> **Your instructions**
Pull out every line of the items below that contains the string "phrase". Uppercase and lowercase must match.

> **Given records**

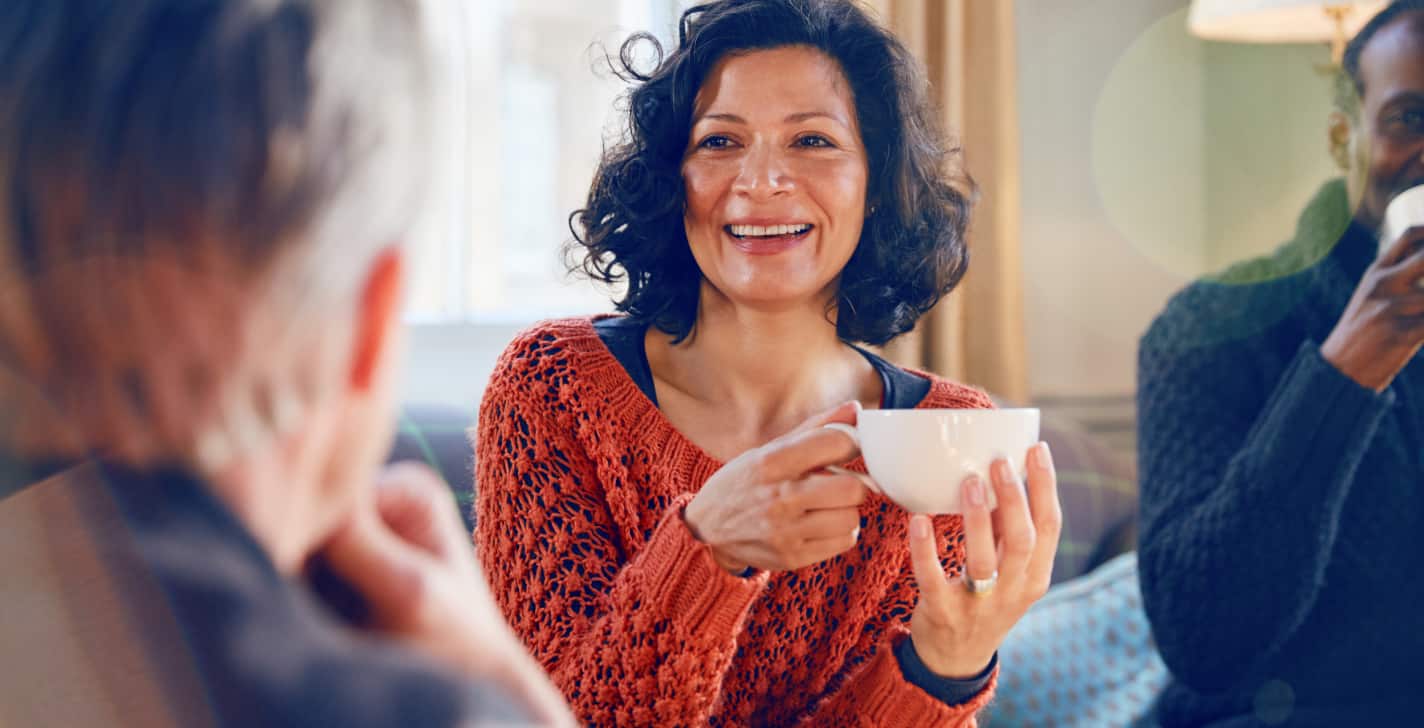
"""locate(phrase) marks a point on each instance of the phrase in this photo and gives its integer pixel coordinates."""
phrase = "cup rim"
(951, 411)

...

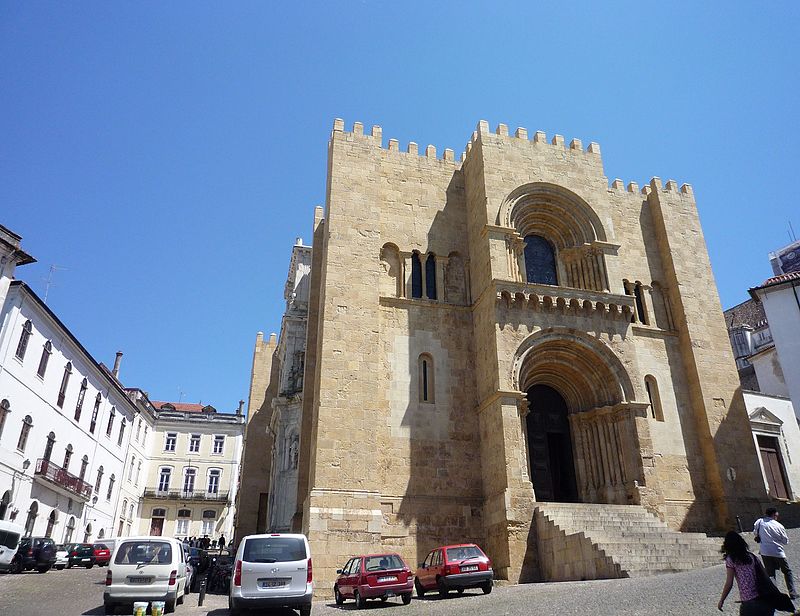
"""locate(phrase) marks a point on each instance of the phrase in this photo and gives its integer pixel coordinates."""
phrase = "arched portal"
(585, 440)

> **Answer below**
"""locate(phrase) marks a point on each instance of the phrase in this photo and gives its integer pixel coordinates."""
phrase = "cup rim"
"""locate(phrase) marks a point on each instance of the phrase in this photo and gives its integer pixel coordinates."""
phrase = "arched portal"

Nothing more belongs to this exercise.